#### What needs to be done:
Count only the lines of the records that hold "plastic", then give the number without any other words.

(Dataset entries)
_____
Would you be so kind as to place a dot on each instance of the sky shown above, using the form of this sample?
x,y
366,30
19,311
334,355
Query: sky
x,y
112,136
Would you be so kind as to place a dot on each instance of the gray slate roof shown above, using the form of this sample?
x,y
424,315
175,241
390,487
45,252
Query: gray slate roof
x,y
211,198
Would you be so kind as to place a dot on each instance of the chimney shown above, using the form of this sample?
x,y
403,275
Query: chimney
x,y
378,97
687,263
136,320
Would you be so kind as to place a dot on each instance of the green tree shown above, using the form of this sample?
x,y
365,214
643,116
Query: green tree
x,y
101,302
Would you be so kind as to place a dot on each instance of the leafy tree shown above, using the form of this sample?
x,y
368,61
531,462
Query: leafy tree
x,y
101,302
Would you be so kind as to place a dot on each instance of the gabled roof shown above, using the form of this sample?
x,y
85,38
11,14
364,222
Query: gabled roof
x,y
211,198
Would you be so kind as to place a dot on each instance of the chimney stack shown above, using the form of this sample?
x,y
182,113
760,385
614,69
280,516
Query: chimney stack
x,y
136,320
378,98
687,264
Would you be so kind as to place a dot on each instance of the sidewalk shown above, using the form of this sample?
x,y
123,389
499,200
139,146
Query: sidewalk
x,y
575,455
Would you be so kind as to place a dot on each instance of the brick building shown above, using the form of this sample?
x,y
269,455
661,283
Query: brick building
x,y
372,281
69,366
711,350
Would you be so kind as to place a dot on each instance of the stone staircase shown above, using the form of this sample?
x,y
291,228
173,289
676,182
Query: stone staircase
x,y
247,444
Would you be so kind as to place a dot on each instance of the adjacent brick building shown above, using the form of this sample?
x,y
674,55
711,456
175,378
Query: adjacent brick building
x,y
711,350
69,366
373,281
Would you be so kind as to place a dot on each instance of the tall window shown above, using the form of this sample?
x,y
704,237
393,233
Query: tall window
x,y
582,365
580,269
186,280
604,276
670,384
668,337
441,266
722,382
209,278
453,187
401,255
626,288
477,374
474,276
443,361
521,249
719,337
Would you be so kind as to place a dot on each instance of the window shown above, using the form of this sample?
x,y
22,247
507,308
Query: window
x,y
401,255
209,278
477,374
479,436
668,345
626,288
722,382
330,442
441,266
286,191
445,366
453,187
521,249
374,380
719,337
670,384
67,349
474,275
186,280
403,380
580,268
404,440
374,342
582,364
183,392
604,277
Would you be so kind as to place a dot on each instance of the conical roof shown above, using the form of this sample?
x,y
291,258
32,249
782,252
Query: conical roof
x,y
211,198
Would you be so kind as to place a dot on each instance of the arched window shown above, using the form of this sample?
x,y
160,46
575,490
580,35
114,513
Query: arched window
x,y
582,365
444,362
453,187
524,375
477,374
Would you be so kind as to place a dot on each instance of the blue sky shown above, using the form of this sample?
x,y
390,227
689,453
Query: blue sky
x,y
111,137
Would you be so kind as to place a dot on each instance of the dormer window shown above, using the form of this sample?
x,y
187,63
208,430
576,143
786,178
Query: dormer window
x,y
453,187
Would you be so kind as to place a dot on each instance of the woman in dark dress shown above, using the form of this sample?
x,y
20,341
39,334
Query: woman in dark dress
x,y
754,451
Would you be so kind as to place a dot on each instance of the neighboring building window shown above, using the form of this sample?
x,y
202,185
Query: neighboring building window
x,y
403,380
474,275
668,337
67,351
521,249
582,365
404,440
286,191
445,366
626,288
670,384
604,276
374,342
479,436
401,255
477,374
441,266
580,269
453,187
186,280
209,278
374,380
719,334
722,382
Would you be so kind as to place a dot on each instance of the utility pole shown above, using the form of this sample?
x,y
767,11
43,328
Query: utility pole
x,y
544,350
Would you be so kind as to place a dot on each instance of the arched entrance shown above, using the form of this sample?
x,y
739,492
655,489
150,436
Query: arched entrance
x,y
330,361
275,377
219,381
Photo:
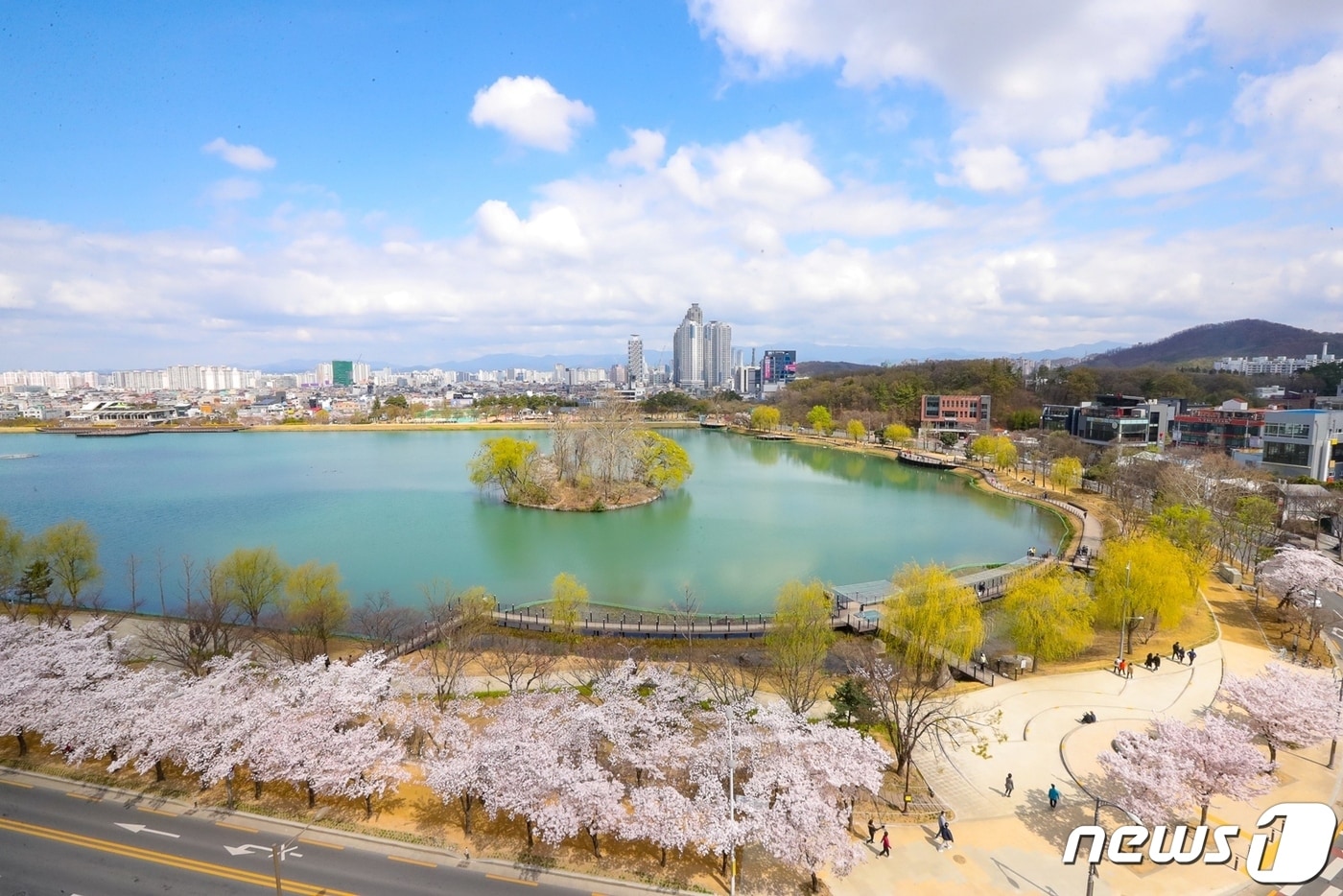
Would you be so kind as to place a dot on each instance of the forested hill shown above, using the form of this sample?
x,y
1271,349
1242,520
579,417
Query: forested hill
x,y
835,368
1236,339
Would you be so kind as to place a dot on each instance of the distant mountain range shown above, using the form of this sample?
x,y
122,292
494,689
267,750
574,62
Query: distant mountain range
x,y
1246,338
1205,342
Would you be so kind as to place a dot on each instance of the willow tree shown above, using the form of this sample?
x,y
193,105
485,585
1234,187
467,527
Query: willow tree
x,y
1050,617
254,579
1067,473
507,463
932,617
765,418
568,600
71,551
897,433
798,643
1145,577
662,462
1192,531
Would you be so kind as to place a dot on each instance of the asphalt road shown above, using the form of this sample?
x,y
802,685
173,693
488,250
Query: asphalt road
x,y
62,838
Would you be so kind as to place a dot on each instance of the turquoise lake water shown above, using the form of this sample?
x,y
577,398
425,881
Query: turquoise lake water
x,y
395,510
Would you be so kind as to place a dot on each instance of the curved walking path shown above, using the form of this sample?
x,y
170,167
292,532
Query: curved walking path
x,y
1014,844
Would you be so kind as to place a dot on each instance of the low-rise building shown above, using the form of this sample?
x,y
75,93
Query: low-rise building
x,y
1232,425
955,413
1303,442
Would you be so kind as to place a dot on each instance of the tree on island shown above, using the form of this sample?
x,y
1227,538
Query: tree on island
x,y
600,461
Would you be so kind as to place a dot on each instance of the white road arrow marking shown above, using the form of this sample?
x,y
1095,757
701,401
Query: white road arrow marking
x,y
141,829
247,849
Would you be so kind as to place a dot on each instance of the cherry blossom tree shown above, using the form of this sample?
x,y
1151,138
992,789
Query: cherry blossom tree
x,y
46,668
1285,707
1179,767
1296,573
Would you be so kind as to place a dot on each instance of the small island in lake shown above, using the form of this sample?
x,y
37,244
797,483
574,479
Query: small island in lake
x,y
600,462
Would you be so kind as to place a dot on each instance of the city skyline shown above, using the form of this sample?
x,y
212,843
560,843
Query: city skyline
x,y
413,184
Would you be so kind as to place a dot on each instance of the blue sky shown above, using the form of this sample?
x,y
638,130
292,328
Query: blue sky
_____
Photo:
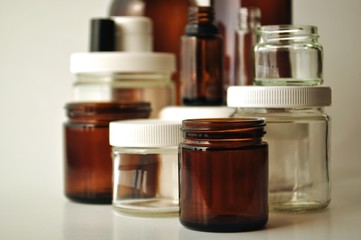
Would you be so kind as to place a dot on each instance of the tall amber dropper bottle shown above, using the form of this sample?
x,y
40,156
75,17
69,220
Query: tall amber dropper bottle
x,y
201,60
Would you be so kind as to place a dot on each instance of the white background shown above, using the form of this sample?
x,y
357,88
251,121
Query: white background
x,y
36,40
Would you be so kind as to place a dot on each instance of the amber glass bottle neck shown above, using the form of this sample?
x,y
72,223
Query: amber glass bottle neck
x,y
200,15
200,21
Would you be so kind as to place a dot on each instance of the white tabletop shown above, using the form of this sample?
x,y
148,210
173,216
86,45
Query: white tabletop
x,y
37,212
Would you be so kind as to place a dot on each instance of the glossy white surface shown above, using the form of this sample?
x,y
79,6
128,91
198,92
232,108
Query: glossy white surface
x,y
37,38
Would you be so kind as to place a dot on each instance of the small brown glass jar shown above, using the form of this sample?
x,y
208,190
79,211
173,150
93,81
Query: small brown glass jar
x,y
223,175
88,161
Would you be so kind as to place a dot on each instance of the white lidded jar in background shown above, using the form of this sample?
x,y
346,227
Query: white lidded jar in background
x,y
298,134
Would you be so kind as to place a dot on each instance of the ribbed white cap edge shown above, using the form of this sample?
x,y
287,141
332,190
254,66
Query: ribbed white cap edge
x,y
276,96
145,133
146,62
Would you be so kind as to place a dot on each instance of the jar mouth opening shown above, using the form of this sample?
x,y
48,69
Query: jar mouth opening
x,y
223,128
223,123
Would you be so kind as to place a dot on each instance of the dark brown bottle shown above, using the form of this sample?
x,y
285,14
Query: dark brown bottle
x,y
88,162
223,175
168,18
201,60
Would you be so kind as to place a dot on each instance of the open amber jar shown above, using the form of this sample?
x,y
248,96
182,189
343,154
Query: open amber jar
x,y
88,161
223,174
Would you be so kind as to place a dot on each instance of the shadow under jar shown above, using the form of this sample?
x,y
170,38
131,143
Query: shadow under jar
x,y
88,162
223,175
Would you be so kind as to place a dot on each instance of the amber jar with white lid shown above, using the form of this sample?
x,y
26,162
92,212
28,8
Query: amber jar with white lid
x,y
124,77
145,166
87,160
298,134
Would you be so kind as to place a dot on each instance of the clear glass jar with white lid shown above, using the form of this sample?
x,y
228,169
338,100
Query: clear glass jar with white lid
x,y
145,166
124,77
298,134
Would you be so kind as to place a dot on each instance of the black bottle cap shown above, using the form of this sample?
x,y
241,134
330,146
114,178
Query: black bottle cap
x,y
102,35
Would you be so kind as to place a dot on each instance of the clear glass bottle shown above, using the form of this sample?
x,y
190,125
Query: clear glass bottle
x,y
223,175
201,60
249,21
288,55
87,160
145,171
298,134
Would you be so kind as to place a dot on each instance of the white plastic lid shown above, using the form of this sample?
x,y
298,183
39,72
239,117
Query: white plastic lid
_____
#### Answer box:
2